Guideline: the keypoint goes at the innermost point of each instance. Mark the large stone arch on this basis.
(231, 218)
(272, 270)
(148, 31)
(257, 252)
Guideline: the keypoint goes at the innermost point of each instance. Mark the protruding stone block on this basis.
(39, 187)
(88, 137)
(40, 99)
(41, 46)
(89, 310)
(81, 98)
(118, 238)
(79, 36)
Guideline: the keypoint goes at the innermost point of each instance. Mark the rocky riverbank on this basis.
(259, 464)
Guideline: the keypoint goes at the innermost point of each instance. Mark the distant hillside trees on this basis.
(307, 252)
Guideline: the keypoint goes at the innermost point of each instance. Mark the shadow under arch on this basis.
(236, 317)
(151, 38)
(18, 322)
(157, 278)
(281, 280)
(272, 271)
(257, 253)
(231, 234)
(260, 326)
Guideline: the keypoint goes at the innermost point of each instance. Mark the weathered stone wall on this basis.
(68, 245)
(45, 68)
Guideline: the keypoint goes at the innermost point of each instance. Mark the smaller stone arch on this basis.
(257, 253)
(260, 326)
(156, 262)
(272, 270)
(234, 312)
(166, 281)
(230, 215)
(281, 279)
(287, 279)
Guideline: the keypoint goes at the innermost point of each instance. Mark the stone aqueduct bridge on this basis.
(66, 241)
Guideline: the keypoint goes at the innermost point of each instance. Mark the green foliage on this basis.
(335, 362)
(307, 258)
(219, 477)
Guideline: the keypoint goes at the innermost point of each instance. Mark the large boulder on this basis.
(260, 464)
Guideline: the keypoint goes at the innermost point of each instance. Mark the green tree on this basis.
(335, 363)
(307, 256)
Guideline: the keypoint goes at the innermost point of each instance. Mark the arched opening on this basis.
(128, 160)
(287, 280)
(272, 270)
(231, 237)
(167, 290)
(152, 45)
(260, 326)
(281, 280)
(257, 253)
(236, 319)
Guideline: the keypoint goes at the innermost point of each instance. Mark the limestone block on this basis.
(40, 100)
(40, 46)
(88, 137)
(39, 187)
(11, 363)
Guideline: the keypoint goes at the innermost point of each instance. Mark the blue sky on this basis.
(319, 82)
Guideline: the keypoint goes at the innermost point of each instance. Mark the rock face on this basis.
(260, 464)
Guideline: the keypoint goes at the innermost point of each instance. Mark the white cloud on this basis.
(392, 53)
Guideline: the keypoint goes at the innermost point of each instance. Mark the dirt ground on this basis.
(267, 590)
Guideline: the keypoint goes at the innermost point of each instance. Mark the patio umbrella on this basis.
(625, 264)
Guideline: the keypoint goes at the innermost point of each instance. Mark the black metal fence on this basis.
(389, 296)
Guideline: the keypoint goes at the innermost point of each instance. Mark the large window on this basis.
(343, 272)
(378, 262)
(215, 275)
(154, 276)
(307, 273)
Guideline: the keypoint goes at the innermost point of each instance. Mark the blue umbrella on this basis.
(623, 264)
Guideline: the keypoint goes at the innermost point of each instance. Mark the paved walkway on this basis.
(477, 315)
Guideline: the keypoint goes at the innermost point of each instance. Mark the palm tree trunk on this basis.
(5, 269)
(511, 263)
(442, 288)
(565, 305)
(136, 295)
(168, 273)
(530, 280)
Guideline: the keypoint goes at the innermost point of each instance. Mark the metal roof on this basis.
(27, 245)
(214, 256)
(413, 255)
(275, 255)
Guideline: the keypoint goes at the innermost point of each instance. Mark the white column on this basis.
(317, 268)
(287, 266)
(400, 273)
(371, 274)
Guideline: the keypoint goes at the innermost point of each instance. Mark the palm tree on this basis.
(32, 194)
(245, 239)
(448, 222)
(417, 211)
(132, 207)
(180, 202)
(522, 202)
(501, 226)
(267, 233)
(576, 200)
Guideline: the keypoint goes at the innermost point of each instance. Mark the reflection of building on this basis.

___

§ Problem details: Reproduce every entry above word for word, leaving nothing out and changing nothing.

§ Solution for this exercise:
Guideline: the keypoint goes at the innermost point of each instance. Mark the large stone arch on this basis.
(231, 218)
(272, 270)
(148, 31)
(257, 252)
Guideline: the keypoint goes at the innermost point of each instance. Mark the protruding stone block on this basis.
(39, 187)
(88, 137)
(40, 99)
(41, 46)
(89, 310)
(81, 98)
(118, 238)
(79, 36)
Guideline: the keypoint goes at the innermost point of each instance. Mark the rocky riverbank on this basis.
(259, 464)
Guideline: the keypoint goes at the innermost point of each instance. Mark the distant hillside trees on this basis.
(307, 252)
Guideline: the keypoint goes at the innermost point of each instance. Mark the shadow under arch on this basis.
(236, 317)
(151, 38)
(18, 322)
(157, 278)
(281, 280)
(272, 271)
(257, 253)
(231, 234)
(260, 326)
Guideline: the keypoint goes at the innermost point of each instance. Mark the weathered stone wall on this basis.
(68, 245)
(45, 68)
Guideline: the keypoint goes at the innermost point of each instance. Mark the smaller stone arch on this basis.
(257, 253)
(260, 326)
(156, 262)
(272, 270)
(234, 312)
(166, 281)
(230, 215)
(281, 279)
(287, 279)
Guideline: the keypoint goes at the innermost point of each instance. Mark the stone aqueduct bridge on this basis.
(66, 241)
Guideline: the keypoint goes at the innermost point of each instance. Mark the green foliage on this basis.
(335, 362)
(307, 258)
(219, 477)
Guideline: the keypoint goes at the innermost point of each instance. Mark the large boulder on this basis.
(260, 464)
Guideline: the keypoint goes at the innermost point of each instance. Mark the green tree on this basis.
(335, 363)
(307, 256)
Guideline: the keypoint goes at the innermost point of each instance. Mark the arched opening on this basis.
(128, 160)
(287, 280)
(272, 270)
(231, 237)
(167, 290)
(152, 45)
(260, 326)
(281, 280)
(257, 253)
(236, 319)
Guideline: the keypoint goes at the innermost point of each instance. Mark the limestone block on this basis.
(40, 100)
(40, 46)
(88, 137)
(39, 187)
(11, 363)
Guideline: the keypoint goes at the innermost point of each instance. Mark the blue sky on this basis.
(319, 82)
Guideline: the keypoint goes at the innermost point of each instance. Mark the rock face on this basis.
(260, 464)
Guideline: the keypoint goes at the innermost point of each instance. Mark the white cloud on this basis.
(392, 53)
Guideline: the keypoint goes at the innermost point of each instance. Mark the dirt ground on this basis.
(267, 590)
Guideline: the keypoint goes at the innermost point of each instance. Mark the patio umbrella on this basis.
(625, 264)
Guideline: the keypoint goes at the innermost point of each instance. Mark the black metal fence on this basis.
(389, 296)
Guideline: the keypoint goes at the innermost point of each instance. Mark the large window on this basis.
(343, 272)
(378, 262)
(215, 275)
(154, 276)
(307, 273)
Guideline: the keypoint goes at the innermost point of each instance. Mark the blue umbrella on this basis.
(623, 264)
Guideline: the keypoint goes at the innermost point of each instance. Mark the paved walkway on this basis.
(477, 315)
Guideline: the keypoint goes at the innermost point of each instance. Mark the palm tree trunk on this basis.
(5, 269)
(511, 263)
(442, 288)
(565, 305)
(136, 295)
(168, 273)
(530, 280)
Guideline: the keypoint goes at the innermost point of each instance. Mark the metal roof on this basis.
(27, 245)
(214, 256)
(413, 255)
(275, 255)
Guideline: the keypoint goes at the innermost point of each instance. Mark the white column on this basis.
(317, 268)
(287, 266)
(400, 273)
(371, 274)
Guideline: the keypoint goes at the innermost point of each instance. Mark the palm tree on this basis.
(32, 194)
(245, 239)
(448, 222)
(417, 211)
(132, 207)
(180, 202)
(522, 202)
(501, 226)
(267, 233)
(576, 200)
Guideline: the keypoint goes at the innermost point of each instance. Mark the reflection of building on this basis.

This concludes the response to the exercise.